INSTRUCTION 1:
Gather every line in the entries below that contains the string "trail", matching case exactly. Copy each matching line in full.

SUPPLIED PASSAGE:
— Begin —

Advancing our understanding of firn hydrology requires synthesizing observations and model output from the kilometer scale down to the grain scale, which involves combining laboratory, field-based, and remote-sensing datasets.

 

I take a multiscale approach to study the feedbacks between water and firn structure, to understand the spatial and temporal evolution of water storage modes across ice sheets and ice shelves.

I eager to continue developing projects that examine firn hydrology through targeted field campaigns, laboratory studies, computational analyses of remotely-sensed data products and climate model ouput, and studies of seasonal snowpack processes as analogues for firn hydrology.

— End —

Rows from a pointing dataset
— Begin —

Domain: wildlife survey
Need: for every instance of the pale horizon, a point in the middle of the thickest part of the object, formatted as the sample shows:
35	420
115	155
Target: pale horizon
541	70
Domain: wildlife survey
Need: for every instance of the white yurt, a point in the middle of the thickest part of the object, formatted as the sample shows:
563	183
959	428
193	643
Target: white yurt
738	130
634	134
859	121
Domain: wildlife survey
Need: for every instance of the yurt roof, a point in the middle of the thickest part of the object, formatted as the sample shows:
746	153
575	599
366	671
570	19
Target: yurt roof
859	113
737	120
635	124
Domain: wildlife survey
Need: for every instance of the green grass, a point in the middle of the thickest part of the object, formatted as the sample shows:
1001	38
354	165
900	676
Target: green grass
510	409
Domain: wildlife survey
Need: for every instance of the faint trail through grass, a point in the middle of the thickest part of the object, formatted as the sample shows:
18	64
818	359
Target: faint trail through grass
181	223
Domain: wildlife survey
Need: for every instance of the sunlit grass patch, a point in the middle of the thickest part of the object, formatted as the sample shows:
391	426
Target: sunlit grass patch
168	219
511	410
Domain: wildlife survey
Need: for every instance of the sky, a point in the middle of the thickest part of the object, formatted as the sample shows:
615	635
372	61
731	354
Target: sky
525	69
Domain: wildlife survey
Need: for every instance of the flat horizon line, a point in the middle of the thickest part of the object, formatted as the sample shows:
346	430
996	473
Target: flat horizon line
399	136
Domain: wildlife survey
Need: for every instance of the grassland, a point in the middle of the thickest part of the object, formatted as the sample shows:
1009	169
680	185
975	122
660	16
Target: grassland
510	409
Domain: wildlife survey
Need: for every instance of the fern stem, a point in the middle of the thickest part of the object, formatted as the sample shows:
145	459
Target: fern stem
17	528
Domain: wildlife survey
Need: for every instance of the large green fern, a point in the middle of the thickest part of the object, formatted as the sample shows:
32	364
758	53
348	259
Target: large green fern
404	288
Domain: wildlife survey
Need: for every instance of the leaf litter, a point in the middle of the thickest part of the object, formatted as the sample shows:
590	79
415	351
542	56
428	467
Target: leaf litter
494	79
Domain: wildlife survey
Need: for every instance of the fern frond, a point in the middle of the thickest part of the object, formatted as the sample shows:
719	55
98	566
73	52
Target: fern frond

— End —

INSTRUCTION 2:
Write the next part of the firn hydrology passage above, starting right after its final sentence.

RIGHT ANSWER 1:
Need: for every instance of the faint trail through grass, a point in the middle of the thickest part of the object, formatted as the sample shows:
Target: faint trail through grass

RIGHT ANSWER 2:
Firn Meltwater Hydrology

As melting expands to higher elevations and thus greater extents across ice sheets, porous firn absorbs much of this meltwater, which then refreezes into ice layers or accumulates in perennial aquifers. These processes decouple surface melt from runoff, complicating direct linkages to sea level rise. Future meltwater behavior will diverge between regions with ice layers and those with firn aquifers: ice layers block infiltration and promote lateral runoff, while firn aquifers store meltwater for years to decades. Predictions of where these features develop often rely on coarse climate models and bulk refreezing estimates, overlooking the layered and variable firn structure that governs permeability and capillarity. As a result, firn models struggle to reproduce observed ice layer thicknesses or aquifer depths. Firn also evolves rapidly in the presence of liquid water: saturation accelerates densification and grain growth, while repeated percolation reshapes the firn matrix seasonally. These dynamic feedbacks that are poorly represented in current models make firn both a challenge and a compelling subject for hydrologic research.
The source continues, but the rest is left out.